Set task
Extract every line of the items below that contains the word "foreground", copying each one unchanged.

### Records ###

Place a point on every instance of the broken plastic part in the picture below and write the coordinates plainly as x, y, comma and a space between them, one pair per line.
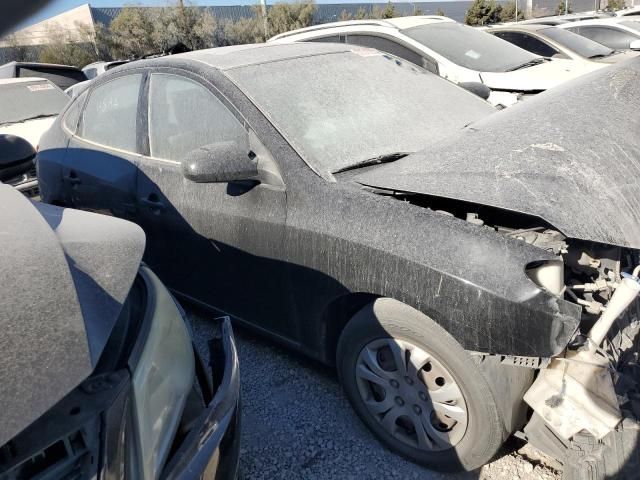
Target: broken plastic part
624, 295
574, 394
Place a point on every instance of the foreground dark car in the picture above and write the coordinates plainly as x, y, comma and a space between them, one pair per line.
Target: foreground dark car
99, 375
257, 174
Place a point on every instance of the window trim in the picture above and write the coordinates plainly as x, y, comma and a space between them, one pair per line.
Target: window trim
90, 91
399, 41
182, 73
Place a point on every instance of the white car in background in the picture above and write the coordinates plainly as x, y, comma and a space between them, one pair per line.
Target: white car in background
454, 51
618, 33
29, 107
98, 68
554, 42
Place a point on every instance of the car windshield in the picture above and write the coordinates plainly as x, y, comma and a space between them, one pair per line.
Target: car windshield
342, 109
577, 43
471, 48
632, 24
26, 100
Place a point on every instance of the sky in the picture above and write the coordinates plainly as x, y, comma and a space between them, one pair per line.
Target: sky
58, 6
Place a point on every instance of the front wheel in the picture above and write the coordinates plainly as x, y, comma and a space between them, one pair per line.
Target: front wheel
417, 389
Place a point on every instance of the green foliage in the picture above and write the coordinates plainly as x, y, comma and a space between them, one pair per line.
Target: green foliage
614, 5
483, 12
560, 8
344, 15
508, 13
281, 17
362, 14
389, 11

###
### Records ###

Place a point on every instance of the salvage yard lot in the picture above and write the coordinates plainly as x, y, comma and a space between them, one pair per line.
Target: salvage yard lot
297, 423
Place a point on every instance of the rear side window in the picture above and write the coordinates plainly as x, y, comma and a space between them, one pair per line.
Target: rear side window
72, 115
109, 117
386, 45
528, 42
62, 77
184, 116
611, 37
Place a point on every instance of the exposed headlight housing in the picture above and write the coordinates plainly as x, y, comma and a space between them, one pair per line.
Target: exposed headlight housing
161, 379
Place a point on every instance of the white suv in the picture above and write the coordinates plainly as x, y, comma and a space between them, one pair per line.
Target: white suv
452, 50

###

Right answer
Place a point on every instance of the foreground dark car in the picture above and write the coordinates plainly as x, y, comma and a space between them, one pair per line.
Target: foreground dark car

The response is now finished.